§ THE PROBLEM: In the lines below, find the one that contains "Find canal water." and write it out exactly, along with every line that follows it.

§ Data excerpts:
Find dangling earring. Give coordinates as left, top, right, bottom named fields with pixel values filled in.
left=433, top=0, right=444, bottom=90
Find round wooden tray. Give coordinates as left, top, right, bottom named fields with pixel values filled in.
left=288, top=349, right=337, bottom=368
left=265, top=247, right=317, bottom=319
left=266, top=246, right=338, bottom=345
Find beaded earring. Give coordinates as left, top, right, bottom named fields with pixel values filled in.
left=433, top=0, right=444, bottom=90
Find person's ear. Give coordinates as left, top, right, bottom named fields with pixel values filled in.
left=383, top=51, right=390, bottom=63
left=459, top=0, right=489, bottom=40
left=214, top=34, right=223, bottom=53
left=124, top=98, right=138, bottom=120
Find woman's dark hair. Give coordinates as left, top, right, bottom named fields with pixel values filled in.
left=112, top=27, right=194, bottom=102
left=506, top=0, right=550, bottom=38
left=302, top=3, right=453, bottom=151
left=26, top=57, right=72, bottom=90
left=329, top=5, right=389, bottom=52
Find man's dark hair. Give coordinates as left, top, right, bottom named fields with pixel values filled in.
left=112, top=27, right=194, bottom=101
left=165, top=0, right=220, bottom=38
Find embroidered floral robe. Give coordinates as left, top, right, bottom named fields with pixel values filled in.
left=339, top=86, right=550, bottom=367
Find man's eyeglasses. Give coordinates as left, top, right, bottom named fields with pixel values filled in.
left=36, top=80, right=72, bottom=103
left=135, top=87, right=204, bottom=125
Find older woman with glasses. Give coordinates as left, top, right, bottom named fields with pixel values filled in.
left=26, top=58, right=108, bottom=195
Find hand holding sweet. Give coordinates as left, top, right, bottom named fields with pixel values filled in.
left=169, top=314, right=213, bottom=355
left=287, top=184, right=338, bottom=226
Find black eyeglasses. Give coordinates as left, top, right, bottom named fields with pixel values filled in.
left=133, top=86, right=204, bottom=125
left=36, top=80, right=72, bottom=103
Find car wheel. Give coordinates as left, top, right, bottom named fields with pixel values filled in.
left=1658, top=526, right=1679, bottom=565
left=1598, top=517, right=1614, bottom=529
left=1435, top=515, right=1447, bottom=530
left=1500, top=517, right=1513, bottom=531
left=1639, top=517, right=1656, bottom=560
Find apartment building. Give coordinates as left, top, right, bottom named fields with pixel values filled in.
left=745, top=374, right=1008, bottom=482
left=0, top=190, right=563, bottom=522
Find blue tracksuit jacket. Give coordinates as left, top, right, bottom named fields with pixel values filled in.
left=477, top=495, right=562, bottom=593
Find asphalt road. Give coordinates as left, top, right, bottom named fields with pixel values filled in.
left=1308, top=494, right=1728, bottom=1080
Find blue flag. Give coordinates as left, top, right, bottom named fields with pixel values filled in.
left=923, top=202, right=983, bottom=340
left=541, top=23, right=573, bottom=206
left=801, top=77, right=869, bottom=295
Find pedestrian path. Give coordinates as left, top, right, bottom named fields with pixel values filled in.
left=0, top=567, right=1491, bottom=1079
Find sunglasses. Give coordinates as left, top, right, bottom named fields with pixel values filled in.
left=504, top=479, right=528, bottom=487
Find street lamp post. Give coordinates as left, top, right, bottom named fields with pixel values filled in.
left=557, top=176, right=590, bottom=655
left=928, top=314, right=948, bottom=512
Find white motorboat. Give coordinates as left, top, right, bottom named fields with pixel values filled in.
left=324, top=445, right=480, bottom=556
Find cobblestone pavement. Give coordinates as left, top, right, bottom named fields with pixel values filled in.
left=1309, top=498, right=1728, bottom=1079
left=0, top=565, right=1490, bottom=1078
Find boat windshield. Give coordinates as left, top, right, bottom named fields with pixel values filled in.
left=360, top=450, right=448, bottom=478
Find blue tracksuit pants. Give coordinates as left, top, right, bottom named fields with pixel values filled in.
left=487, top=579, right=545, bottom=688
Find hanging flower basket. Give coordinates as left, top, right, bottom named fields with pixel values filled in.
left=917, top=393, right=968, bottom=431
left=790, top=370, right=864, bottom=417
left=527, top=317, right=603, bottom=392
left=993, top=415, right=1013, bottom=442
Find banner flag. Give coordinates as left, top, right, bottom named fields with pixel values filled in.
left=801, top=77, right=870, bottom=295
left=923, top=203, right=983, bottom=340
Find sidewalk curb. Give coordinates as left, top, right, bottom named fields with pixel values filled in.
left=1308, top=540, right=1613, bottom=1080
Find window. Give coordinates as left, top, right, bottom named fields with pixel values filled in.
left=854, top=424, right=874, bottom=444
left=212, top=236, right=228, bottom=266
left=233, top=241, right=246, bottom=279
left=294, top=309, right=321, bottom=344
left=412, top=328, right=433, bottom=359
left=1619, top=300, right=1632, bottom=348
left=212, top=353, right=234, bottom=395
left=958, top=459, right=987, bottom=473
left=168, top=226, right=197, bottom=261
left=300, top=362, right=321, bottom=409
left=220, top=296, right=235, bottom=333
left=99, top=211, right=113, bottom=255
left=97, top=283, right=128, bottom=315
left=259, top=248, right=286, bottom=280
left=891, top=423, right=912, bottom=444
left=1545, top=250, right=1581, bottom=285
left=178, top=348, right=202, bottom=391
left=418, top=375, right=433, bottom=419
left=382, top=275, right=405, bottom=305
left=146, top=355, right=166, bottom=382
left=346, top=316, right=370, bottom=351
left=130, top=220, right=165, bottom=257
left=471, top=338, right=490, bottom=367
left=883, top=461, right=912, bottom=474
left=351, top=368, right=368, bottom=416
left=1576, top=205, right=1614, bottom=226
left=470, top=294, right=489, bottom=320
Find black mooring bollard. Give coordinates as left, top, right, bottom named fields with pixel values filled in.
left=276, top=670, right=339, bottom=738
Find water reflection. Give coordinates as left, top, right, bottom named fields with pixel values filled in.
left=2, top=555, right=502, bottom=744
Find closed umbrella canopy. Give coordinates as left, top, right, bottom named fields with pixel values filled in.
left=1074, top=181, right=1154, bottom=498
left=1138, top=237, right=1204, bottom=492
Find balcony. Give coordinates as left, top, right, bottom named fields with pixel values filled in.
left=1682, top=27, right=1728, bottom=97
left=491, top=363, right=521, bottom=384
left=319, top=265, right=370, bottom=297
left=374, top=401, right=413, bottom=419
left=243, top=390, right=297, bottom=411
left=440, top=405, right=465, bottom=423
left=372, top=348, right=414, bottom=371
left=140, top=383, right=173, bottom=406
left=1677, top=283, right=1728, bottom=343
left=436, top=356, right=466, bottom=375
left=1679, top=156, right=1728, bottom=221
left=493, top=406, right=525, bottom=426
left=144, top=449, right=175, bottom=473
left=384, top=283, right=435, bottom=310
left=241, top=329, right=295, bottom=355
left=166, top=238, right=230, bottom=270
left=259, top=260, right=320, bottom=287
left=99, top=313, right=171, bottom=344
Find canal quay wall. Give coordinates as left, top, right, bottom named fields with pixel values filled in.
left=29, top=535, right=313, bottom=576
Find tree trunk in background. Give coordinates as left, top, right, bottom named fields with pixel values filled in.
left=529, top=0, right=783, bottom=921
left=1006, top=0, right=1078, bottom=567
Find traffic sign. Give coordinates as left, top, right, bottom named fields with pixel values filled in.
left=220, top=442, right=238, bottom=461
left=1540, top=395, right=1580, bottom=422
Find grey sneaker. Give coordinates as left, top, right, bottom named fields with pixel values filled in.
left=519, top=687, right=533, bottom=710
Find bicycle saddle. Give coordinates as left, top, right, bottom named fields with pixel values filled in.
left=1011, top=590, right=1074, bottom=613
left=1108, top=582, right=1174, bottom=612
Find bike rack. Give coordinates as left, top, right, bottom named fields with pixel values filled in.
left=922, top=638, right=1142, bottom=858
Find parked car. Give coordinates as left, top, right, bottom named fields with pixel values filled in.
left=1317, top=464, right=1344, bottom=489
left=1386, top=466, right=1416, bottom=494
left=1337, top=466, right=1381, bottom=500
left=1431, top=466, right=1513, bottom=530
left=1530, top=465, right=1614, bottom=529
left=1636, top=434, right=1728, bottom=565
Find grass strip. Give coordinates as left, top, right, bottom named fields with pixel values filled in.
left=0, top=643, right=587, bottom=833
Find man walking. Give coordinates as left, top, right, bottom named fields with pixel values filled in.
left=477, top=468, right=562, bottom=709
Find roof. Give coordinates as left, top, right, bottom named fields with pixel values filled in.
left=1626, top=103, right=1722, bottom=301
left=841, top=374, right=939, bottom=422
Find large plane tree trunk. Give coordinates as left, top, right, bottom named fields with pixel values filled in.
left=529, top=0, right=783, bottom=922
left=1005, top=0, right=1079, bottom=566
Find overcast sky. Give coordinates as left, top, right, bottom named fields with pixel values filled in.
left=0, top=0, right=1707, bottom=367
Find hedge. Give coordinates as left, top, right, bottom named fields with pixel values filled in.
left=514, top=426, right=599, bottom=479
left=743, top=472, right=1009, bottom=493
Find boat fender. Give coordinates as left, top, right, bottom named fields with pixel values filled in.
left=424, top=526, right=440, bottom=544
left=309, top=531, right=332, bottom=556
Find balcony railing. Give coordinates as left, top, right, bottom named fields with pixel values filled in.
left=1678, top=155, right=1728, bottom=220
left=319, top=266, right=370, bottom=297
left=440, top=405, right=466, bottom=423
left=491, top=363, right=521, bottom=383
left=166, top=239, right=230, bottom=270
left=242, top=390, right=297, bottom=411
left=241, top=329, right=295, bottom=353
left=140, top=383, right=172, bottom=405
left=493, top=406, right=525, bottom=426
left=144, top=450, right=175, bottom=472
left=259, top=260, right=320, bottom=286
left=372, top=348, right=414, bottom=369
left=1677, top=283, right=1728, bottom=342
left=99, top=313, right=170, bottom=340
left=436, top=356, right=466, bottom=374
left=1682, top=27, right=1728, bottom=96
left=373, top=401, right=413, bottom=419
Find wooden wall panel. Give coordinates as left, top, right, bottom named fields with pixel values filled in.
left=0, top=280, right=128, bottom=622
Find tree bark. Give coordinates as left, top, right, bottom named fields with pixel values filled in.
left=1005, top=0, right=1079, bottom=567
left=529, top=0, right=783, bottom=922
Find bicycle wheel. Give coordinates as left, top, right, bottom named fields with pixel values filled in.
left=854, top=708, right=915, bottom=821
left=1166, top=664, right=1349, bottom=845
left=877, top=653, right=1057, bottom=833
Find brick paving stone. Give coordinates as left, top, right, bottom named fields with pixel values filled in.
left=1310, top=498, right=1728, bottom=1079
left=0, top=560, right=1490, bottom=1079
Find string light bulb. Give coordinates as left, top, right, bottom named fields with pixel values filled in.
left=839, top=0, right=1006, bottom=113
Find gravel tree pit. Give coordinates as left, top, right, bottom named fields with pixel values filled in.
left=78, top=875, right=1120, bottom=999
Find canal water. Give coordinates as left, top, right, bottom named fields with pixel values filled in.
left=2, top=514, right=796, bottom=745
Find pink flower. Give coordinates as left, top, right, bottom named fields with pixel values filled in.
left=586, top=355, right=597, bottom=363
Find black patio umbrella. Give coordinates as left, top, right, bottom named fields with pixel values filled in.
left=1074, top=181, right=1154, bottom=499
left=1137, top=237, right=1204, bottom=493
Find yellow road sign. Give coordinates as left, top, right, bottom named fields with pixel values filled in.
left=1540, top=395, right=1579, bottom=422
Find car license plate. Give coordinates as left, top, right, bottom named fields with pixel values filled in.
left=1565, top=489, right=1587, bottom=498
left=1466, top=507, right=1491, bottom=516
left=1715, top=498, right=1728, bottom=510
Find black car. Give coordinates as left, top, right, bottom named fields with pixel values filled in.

§ SOLVED PROBLEM:
Find canal water. Give coordinates as left, top, right, bottom named fields with pixel values filled in.
left=2, top=514, right=796, bottom=745
Find pink flower. Give coordinates as left, top, right, bottom named fields with pixel values filled in.
left=586, top=355, right=597, bottom=363
Find black patio umbrella. Give coordinates as left, top, right, bottom named fields with pixel values filled in.
left=1074, top=181, right=1154, bottom=499
left=1137, top=237, right=1204, bottom=493
Find yellow road sign. Give coordinates as left, top, right, bottom named fields with pixel values filled in.
left=1540, top=395, right=1579, bottom=422
Find car license plate. Give coordinates as left, top, right, bottom named fields with pixel values filled in.
left=1565, top=489, right=1587, bottom=498
left=1466, top=507, right=1491, bottom=516
left=1715, top=498, right=1728, bottom=510
Find black car. Give coordinates as left, top, right, bottom named fields with pixel values filled in.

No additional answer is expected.